### The problem:
Starting from the line that contains "Task: indicate the blue sky", reproduce each line exactly through the end of the material, and include no other lines.

======== Listed records ========

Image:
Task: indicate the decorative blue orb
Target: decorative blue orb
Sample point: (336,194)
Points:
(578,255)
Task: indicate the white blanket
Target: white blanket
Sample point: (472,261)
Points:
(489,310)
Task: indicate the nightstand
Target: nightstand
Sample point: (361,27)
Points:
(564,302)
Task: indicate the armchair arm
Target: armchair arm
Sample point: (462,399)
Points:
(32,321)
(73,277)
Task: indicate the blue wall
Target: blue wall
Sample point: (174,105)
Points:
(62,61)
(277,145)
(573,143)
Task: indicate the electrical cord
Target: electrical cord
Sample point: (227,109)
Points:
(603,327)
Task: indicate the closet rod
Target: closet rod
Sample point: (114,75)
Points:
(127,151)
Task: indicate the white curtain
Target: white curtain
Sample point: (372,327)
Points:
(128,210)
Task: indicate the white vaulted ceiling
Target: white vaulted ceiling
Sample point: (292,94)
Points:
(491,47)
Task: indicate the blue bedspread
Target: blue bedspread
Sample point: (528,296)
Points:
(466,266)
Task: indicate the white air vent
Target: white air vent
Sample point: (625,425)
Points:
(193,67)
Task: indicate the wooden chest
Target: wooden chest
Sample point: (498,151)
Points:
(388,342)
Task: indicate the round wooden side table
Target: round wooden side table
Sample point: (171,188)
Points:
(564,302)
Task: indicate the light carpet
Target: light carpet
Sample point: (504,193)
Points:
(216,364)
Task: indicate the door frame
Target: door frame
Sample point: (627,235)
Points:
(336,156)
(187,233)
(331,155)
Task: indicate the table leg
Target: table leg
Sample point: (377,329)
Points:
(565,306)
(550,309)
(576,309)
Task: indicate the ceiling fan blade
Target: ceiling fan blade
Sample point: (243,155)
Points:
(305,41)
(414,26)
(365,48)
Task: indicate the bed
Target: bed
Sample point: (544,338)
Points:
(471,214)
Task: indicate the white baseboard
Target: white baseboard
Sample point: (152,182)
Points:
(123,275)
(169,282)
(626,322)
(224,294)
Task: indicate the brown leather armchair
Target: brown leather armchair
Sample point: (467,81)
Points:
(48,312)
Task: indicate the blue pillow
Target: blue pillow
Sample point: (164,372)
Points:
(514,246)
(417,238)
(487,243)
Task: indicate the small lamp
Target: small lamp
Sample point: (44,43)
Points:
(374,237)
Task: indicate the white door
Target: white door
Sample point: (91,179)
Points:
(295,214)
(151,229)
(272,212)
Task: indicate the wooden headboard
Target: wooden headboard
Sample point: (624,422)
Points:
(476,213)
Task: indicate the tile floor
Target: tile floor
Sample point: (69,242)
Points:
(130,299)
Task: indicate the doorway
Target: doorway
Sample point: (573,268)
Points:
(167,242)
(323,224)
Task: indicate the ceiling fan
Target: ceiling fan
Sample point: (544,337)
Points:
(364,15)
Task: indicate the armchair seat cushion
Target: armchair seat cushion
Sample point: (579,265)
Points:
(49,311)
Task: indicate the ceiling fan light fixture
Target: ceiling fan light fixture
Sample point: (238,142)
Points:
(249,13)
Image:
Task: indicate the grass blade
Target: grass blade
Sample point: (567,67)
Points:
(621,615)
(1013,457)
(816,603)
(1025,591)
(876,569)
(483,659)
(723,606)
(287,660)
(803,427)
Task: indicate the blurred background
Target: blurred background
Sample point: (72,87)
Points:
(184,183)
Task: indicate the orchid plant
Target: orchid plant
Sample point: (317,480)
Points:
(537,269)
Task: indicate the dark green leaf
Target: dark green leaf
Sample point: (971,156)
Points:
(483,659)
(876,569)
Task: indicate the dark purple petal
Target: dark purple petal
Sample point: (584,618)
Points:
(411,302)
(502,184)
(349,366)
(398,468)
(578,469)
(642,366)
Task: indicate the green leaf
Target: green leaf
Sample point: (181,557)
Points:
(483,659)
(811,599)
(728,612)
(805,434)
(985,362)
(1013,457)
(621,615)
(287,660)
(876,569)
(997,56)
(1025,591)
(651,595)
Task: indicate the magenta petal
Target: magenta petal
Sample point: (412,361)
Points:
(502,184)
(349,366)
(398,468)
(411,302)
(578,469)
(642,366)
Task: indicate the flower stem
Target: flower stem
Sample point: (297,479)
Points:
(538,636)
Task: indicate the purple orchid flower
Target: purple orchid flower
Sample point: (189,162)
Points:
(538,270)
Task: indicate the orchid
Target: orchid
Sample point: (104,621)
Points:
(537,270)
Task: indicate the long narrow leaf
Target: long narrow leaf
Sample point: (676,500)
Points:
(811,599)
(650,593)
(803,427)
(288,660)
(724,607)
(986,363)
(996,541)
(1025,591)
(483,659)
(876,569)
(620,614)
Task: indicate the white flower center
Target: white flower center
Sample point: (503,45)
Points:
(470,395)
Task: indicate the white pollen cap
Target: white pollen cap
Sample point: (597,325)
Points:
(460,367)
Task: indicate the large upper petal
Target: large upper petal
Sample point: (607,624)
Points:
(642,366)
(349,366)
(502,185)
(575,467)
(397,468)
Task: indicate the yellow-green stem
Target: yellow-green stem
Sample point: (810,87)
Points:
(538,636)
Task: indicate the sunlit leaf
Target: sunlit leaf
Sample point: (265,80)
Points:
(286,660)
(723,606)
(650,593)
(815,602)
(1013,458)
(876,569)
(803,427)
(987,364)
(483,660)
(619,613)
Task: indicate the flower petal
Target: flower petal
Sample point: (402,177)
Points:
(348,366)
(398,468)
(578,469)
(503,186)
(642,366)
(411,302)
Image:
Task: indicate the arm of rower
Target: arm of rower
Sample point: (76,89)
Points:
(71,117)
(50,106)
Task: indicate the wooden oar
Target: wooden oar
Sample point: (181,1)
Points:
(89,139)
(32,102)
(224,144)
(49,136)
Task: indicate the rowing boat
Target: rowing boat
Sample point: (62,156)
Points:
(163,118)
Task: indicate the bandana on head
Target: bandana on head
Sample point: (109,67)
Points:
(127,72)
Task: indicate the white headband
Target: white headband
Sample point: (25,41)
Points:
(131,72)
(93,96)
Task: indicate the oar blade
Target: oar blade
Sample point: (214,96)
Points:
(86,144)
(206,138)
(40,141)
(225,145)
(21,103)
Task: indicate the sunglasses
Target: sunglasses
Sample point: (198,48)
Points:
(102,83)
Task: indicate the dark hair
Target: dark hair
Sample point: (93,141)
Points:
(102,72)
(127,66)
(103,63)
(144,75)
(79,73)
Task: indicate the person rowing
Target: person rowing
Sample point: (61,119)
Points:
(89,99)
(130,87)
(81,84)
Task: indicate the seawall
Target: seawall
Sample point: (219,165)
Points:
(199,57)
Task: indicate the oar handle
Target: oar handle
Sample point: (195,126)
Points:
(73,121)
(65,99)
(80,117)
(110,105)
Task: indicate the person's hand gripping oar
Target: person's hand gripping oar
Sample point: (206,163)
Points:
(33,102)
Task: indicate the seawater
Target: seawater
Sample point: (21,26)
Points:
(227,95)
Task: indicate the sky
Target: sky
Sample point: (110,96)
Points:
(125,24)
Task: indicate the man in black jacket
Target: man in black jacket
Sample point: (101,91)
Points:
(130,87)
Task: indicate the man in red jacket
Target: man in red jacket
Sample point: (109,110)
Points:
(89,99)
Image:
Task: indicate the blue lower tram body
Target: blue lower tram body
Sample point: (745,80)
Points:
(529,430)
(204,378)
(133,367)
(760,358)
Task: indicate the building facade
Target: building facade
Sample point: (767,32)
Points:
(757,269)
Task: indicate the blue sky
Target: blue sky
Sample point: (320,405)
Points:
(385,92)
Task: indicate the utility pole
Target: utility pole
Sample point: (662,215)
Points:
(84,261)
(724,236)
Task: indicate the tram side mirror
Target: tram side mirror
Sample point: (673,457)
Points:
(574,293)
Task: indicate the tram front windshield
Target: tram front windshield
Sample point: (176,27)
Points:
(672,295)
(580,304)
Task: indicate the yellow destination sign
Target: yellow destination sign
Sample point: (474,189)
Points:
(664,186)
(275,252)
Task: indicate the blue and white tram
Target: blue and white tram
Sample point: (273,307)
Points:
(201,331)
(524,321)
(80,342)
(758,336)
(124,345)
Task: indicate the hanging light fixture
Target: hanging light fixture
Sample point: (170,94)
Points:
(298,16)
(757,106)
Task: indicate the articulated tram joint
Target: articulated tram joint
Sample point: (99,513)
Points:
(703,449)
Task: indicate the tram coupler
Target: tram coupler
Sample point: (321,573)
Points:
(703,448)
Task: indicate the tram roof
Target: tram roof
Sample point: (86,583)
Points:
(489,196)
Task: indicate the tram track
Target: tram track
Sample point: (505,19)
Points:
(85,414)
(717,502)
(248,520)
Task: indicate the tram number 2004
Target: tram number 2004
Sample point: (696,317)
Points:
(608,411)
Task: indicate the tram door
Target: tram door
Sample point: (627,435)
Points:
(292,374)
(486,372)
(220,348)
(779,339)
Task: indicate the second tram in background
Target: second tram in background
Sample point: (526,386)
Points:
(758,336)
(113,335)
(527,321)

========

### Expected answer:
Task: indicate the blue sky
Target: blue sky
Sample point: (320,405)
Points:
(385,92)
Task: indicate the utility pole
Target: utility pole
Sample point: (662,215)
Points:
(84,261)
(724,236)
Task: indicate the tram side mirror
Target: tram side mirror
Sample point: (673,457)
Points:
(574,293)
Task: indicate the tram front windshield
Target: tram front windshield
Sample point: (176,27)
Points:
(672,295)
(580,304)
Task: indicate the yellow destination sign
Target: yellow destination sign
Sample point: (474,189)
Points:
(664,186)
(275,252)
Task: indicate the blue and white tram
Target: blue and white tram
Sample point: (273,307)
Points:
(201,331)
(524,321)
(80,342)
(758,336)
(124,345)
Task: indicate the hanging light fixture
Target: hanging light fixture
Sample point: (170,94)
Points:
(298,16)
(757,106)
Task: indicate the articulated tram joint
Target: articulated tram joint
Sample point: (99,513)
Points:
(703,449)
Task: indicate the tram coupler
Target: tram coupler
Sample point: (321,573)
Points:
(703,448)
Task: indicate the tram roof
Target: tram roof
Sample point: (86,583)
Points:
(489,196)
Task: indicate the tram track
Target: tram track
Sample point: (505,19)
Points:
(85,414)
(717,502)
(248,520)
Task: indicate the tram number 2004
Target: tram number 2004
Sample point: (696,317)
Points:
(608,411)
Task: indicate the tram door
Target: tram door
Sample point: (627,435)
Points:
(292,374)
(486,372)
(220,348)
(779,339)
Task: indicate the second tram in background
Target: second tram in background
Sample point: (526,386)
Points:
(758,336)
(113,335)
(527,321)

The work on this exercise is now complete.